YOUR TASK: Exact reproduction of all the data is required, with pictures excluded.

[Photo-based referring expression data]
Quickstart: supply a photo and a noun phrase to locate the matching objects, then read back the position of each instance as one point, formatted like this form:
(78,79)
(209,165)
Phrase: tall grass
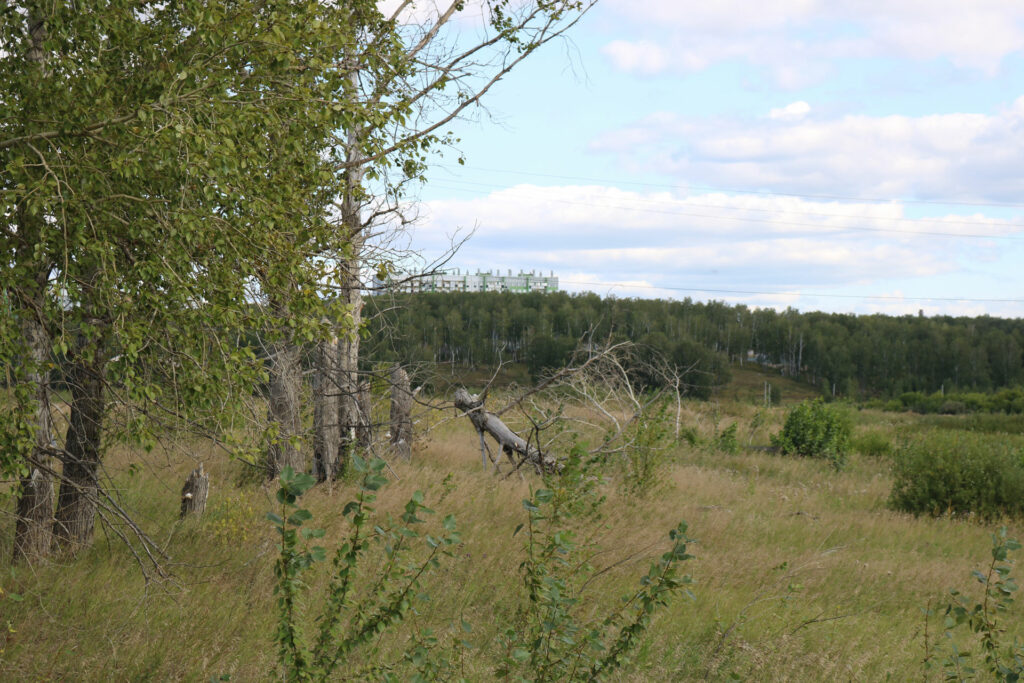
(800,572)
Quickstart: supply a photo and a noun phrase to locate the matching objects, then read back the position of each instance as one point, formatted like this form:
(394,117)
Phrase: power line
(799,294)
(687,203)
(743,219)
(739,190)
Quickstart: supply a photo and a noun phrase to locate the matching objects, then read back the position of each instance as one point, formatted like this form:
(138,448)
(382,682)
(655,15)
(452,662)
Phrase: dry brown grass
(802,573)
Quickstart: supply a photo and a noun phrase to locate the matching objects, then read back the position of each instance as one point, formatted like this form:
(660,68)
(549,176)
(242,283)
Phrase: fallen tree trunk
(509,441)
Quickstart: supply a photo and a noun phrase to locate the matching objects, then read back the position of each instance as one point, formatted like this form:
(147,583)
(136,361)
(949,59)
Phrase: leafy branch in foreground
(549,639)
(347,622)
(1003,662)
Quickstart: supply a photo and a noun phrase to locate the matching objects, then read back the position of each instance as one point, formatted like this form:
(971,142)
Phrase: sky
(847,156)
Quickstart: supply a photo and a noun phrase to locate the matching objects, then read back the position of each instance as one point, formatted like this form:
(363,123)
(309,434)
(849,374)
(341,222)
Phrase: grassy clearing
(802,572)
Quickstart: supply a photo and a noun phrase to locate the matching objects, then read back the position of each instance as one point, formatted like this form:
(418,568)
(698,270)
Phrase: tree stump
(401,413)
(195,492)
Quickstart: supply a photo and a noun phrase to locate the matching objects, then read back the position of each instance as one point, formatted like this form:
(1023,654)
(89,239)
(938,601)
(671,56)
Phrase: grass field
(801,572)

RESULT OF THE EXERCISE:
Quickstart: supply a photo and a noun phrase to locate the matching objects, then read back the position of each instance as one point, formatted like this form:
(78,79)
(209,165)
Phrase: tall grass
(800,572)
Quickstart: supply a photo and a noun phrase to locate the matching objects, then read back the position of each instance as one point, formatted like this form:
(394,117)
Phrase: power line
(799,294)
(687,203)
(743,219)
(739,190)
Quickstart: supply a photo and a noun phrase to locate the matching objects, then read back the position of each instance as one point, formatted like this form:
(138,448)
(382,682)
(655,15)
(452,662)
Phrase: dry brown grass
(802,573)
Quickstart: supply a photo and a noun phrase to locate the matching objects, then read back the position of each instance as one point, formatted like this form:
(660,68)
(549,176)
(242,283)
Phrase: fallen tree trunk
(509,441)
Quickstart: supply a photo and a noun phrase to locate the matching objects, then read back the position of each instance as one point, formatted like this form:
(147,583)
(136,361)
(949,59)
Phrase: leafy branch in foreground
(549,639)
(347,622)
(1003,662)
Quickstart: supply a photo and a noun phrase to locate the matching objects, then read back the position of each instance as one point, formatted like this form:
(971,142)
Phrase: sky
(847,156)
Quickstart: supply a photo and a noun phrase to locate the matching objects, then read back the position of each instance as one point, formatted like this form:
(363,123)
(309,434)
(849,374)
(341,222)
Phrase: grassy clearing
(802,572)
Quickstart: supply a photo and a noun phrase to locate the matching objects, then read back the position of each instance as one point, formatted like this form:
(418,568)
(698,270)
Phrase: tree stump
(401,413)
(195,492)
Quickstart: supply a photo and a noun phrase to locate the matching objects, then read back the position of each instance as one point, formatted like this form:
(1023,654)
(89,239)
(938,601)
(671,56)
Phrase: grass field
(801,572)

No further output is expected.